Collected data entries
[BEGIN]

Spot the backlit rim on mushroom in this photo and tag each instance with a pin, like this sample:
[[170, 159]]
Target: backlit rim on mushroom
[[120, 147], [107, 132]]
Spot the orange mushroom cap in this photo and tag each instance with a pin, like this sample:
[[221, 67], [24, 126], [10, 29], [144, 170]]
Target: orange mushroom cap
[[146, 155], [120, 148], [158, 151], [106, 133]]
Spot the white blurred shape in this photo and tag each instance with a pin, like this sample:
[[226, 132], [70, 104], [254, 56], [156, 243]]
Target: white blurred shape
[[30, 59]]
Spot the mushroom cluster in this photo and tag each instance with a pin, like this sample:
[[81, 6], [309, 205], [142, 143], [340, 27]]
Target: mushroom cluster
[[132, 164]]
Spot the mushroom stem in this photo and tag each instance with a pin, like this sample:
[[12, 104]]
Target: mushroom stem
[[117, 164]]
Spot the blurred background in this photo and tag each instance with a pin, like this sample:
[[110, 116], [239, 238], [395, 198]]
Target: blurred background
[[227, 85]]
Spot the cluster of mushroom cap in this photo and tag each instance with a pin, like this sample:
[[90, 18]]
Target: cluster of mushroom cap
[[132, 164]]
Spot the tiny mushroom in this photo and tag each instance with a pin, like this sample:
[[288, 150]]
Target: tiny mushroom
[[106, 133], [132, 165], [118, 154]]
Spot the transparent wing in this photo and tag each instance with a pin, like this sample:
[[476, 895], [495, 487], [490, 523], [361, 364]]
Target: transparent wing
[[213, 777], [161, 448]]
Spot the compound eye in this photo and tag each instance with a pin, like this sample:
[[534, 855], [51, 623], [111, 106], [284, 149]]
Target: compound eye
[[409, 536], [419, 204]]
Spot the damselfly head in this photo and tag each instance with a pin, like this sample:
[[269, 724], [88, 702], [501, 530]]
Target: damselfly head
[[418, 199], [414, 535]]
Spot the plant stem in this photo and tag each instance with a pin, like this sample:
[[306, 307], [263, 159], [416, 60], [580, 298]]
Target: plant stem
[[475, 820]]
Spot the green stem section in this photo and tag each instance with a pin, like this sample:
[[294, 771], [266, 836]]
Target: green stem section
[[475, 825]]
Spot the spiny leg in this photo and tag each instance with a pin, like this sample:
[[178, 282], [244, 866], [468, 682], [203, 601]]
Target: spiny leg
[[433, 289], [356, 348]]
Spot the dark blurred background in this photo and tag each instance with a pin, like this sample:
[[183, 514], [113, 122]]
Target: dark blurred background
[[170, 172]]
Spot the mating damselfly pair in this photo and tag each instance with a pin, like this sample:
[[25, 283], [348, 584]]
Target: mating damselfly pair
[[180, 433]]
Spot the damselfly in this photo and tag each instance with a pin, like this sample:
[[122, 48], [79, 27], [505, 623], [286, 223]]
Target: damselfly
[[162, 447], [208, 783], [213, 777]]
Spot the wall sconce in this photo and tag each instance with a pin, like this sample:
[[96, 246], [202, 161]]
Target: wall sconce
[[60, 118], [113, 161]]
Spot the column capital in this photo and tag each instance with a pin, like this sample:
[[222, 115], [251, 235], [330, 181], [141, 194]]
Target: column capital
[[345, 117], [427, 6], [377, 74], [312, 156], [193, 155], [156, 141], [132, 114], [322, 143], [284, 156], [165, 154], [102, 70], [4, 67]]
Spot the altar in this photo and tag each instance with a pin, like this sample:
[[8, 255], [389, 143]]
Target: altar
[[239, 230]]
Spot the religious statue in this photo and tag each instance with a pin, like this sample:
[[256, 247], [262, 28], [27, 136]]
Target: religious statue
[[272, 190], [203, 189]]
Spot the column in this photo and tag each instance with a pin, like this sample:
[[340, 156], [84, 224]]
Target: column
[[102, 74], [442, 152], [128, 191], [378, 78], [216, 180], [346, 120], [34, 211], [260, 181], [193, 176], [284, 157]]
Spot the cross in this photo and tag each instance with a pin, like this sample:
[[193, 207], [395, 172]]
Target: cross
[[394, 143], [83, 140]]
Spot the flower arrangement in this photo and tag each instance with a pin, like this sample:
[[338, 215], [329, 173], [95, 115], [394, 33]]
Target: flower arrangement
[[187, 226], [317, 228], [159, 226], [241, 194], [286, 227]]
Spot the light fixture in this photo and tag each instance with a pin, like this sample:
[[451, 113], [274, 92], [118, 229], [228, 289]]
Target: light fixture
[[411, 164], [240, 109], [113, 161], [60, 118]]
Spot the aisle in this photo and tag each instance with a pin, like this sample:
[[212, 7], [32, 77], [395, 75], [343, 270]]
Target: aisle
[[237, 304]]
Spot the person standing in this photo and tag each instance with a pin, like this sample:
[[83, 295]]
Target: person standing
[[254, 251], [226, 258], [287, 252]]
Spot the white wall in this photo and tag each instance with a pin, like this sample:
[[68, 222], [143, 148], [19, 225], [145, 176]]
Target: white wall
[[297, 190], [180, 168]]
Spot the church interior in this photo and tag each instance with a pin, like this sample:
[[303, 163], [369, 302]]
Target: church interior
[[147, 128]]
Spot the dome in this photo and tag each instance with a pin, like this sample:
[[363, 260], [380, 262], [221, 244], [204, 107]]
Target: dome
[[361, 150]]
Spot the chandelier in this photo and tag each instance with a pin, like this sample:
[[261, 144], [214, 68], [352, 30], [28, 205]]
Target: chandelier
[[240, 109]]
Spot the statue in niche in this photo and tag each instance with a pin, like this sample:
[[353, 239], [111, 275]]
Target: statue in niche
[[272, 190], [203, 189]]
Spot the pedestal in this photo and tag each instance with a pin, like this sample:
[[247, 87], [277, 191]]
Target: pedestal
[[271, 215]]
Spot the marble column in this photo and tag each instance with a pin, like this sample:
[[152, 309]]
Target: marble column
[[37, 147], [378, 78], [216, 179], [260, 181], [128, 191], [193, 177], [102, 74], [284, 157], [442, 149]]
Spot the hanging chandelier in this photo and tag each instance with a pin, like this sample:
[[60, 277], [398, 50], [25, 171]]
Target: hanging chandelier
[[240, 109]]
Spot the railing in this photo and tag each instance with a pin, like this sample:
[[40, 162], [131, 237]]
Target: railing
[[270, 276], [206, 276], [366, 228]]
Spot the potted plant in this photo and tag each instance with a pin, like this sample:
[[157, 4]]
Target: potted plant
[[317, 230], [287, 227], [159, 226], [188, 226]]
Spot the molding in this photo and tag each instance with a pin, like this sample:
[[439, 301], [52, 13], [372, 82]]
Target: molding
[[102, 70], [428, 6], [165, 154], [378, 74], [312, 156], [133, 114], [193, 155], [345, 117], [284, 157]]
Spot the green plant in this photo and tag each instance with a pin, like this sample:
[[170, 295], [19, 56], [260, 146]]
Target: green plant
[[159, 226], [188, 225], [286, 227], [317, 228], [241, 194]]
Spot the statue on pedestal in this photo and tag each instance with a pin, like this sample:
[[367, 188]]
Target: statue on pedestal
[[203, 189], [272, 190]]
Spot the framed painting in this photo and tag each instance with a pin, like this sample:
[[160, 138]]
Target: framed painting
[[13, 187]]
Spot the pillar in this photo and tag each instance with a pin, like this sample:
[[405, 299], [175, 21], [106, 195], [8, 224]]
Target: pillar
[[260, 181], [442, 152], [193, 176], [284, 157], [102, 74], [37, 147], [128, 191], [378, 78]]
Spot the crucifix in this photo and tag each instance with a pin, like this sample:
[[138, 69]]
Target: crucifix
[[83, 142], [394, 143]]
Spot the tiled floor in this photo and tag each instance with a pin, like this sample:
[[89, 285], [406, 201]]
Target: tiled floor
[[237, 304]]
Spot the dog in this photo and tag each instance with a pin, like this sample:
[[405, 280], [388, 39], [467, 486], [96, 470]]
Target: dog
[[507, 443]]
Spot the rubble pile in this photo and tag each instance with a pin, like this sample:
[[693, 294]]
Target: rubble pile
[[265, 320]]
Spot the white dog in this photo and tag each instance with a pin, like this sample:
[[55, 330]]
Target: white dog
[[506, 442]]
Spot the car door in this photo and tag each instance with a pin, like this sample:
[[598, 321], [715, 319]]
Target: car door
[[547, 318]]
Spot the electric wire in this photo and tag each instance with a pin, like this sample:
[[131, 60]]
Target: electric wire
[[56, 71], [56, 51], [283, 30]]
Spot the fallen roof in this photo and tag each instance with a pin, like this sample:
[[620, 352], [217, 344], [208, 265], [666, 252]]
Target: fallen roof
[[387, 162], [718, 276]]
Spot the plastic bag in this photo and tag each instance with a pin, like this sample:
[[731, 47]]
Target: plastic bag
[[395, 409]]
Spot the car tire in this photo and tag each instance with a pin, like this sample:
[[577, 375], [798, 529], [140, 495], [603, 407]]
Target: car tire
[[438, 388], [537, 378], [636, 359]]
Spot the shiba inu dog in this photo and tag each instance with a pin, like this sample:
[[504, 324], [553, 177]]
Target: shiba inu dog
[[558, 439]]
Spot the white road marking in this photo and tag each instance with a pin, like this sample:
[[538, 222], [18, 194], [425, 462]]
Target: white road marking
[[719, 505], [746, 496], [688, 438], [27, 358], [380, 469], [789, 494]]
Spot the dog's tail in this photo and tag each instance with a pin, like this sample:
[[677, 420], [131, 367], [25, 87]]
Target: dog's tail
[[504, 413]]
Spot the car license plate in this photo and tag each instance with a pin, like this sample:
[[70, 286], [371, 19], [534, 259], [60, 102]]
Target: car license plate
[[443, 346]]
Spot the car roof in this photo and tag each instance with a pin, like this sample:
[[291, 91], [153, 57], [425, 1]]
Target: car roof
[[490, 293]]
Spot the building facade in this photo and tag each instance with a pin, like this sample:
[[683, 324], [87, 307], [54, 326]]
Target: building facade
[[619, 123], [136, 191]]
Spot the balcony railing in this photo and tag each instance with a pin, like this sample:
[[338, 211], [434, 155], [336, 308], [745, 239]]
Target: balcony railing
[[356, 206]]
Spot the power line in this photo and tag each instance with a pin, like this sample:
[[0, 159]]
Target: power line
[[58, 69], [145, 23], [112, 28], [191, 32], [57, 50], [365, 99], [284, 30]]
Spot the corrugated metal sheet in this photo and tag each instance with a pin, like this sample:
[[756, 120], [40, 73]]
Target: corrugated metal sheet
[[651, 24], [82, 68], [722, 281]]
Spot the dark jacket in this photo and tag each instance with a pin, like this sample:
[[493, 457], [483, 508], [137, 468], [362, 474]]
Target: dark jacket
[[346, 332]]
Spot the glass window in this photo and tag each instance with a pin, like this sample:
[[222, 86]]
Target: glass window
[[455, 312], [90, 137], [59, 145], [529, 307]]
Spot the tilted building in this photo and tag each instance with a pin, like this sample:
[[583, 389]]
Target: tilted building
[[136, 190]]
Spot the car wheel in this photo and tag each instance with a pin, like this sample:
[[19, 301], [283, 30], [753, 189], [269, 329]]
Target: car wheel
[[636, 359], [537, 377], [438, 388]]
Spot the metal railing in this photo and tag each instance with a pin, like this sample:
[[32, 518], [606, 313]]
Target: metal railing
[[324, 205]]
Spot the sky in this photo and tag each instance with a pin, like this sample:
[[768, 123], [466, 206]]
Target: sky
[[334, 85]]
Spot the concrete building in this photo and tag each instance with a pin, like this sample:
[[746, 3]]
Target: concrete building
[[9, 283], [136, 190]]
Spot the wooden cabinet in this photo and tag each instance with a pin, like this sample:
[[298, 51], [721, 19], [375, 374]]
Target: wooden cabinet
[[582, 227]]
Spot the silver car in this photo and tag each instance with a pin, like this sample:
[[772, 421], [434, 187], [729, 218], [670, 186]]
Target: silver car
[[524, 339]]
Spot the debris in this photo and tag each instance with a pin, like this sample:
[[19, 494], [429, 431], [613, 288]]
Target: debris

[END]

### SET EXERCISE:
Reproduce the rows verbatim, starting with the line that contains "Spot the electric" and ending after the line that contains "[[558, 439]]".

### SOLUTION TO THIS EXERCISE:
Spot the electric wire in this photo and tag each instance with a pin, like this sample:
[[131, 60]]
Target: electric wire
[[56, 71], [56, 51], [283, 30]]
Spot the fallen roof in this photo and tag each instance with a pin, like this sample:
[[620, 352], [217, 344], [208, 265], [666, 252]]
Target: fallen roof
[[387, 162], [718, 276]]
Spot the plastic bag in this photo and tag each instance with a pin, like this sample:
[[731, 47]]
Target: plastic bag
[[395, 409]]
Spot the car tire in this photo and tag each instance with a pin, like this sample:
[[577, 375], [798, 529], [140, 495], [603, 407]]
Target: car tire
[[438, 388], [537, 378], [636, 359]]
Spot the shiba inu dog in this photo and tag each instance with a pin, like this sample:
[[504, 324], [553, 177]]
Target: shiba inu dog
[[558, 439]]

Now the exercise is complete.